SOURCE EXTRACT:
The report found that Airbnb clients skew young and budget-conscious, with a taste for adventure and a craving for local culture, compared to hotel clients who see the hotel itself as a destination. Boutique labels are an effective way to acquire Airbnb users, but consumers often choose based on what they want from the trip.
“The idea of boutique hotels bridging the gap is an interesting one, and while their existence and rise in popularity can’t be solely attributed to the rise in other lodging options such as Airbnb, it’s certainly a part of it as hotels seek to edge out any competition that can steal market share,” said Adam Rossow, chief marketing officer of iModerate.
“These boutique properties often seek to provide a more unique, localized experience (much like an Airbnb) but still give travelers the sense of security and trust they crave,” he said. “However, it doesn’t seem as black and white on which consumers will choose – a hotel or an Airbnb.
“Of course, you have some that are absolute in their choice, but it’s situational for many travelers and their choice revolves around what they want and expect from that particular business trip, vacation, etc.”
Introvert or extrovert?
While hotels appeal to consumers because they offer familiarity and certainty, Airbnb has attracted frequent visitors for the opposite reason. The thrill of not knowing for sure what one will get and the accompanying possibility of unique experiences interests younger travelers.
Women, iModerate found, especially appreciate being in an environment resembling a home rather than a hotel. The chance to be near and live like locals in neighborhoods removed from commercial hotel properties is another draw for Airbnb lodgers, and is something hotels will have difficulty countering.

THINGS TO DO:
1. Copy the passage on Airbnb and hotel clients word for word, starting with "While hotels appeal" and going on through "have difficulty countering.".
2. In the passage on Airbnb and hotel clients, what did iModerate find that women especially appreciate?
The material after this text is not needed.

Labeled point records:
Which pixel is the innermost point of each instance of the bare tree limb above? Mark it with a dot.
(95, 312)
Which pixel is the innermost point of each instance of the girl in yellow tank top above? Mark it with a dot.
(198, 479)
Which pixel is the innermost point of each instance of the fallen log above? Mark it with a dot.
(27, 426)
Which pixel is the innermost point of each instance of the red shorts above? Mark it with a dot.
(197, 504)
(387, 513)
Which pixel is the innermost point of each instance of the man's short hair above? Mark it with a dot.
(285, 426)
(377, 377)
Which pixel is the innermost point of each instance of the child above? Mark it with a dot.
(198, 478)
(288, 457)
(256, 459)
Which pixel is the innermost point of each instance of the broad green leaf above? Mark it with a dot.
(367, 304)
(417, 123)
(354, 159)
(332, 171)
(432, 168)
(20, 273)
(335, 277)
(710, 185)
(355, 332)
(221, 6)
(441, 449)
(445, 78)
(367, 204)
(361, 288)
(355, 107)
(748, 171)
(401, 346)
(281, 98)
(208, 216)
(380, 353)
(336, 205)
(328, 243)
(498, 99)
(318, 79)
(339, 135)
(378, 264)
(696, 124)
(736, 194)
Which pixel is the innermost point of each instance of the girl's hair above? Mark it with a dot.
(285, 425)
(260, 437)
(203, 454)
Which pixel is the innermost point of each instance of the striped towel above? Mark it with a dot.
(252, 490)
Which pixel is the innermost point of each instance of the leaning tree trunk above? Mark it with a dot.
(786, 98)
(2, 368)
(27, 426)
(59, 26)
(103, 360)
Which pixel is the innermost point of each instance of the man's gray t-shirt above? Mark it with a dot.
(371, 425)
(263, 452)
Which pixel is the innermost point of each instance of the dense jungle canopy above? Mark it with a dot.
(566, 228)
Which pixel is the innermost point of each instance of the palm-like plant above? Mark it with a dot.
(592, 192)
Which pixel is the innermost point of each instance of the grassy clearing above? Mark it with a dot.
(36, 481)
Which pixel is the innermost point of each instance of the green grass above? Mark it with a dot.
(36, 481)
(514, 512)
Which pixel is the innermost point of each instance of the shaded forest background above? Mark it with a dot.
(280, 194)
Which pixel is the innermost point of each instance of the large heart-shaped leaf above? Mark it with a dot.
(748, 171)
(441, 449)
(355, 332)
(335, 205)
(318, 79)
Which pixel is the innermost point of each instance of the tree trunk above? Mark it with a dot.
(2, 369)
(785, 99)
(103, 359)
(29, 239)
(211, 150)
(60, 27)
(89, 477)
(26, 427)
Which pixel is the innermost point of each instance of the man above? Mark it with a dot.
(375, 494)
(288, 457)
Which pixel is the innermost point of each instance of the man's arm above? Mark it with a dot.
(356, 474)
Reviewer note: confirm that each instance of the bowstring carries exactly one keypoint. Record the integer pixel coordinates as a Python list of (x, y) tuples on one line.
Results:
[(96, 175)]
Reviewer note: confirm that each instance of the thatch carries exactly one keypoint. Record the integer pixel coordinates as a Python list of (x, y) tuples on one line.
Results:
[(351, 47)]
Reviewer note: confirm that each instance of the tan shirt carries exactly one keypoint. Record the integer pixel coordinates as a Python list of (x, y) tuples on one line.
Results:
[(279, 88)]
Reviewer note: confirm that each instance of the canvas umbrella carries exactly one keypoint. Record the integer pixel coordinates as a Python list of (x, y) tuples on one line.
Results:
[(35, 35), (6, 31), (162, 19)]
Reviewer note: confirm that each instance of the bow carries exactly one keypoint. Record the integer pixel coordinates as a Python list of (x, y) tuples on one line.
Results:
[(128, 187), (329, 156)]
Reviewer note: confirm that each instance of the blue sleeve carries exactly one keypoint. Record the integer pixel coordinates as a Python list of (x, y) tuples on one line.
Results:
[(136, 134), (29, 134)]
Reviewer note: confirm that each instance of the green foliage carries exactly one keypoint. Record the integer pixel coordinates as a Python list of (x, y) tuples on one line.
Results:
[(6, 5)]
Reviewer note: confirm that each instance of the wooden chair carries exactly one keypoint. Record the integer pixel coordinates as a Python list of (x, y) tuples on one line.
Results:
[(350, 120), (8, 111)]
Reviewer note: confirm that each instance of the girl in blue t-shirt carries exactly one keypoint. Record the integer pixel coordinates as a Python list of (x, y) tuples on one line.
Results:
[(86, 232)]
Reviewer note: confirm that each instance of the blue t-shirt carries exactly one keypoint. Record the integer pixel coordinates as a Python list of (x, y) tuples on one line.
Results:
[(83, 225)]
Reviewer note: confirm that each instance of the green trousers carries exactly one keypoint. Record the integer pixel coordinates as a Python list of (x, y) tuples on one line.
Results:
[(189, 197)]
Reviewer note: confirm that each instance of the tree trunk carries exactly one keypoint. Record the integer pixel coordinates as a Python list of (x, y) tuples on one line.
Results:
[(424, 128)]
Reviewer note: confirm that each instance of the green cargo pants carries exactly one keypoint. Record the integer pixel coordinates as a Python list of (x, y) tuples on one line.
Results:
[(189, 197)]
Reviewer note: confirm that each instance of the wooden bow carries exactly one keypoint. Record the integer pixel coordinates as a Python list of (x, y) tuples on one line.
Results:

SOLUTION LIST:
1.
While hotels appeal to consumers because they offer familiarity and certainty, Airbnb has attracted frequent visitors for the opposite reason. The thrill of not knowing for sure what one will get and the accompanying possibility of unique experiences interests younger travelers.
Women, iModerate found, especially appreciate being in an environment resembling a home rather than a hotel. The chance to be near and live like locals in neighborhoods removed from commercial hotel properties is another draw for Airbnb lodgers, and is something hotels will have difficulty countering.

2. Being in an environment resembling a home rather than a hotel.